WHAT YOU NEED TO DO = Please transcribe the entries below exactly and leave out every picture.

DATA TO PROCESS =
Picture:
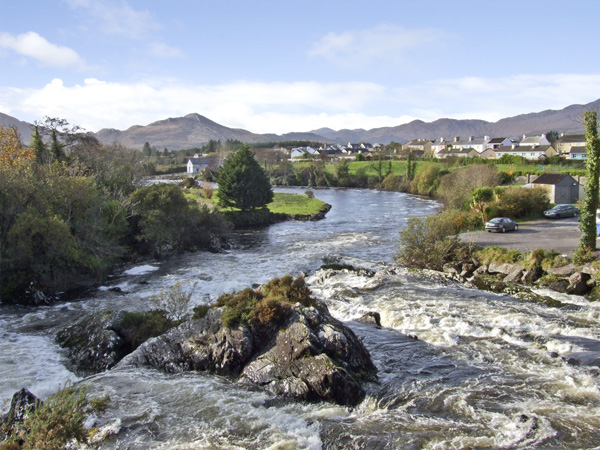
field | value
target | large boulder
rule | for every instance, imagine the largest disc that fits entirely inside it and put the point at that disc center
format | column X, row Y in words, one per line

RESPONSE =
Picture:
field | value
target | large boulder
rule | for every instance, imagine the largest disc that fits entirely inside it and put the point at that disc center
format | column X, row Y in words, one per line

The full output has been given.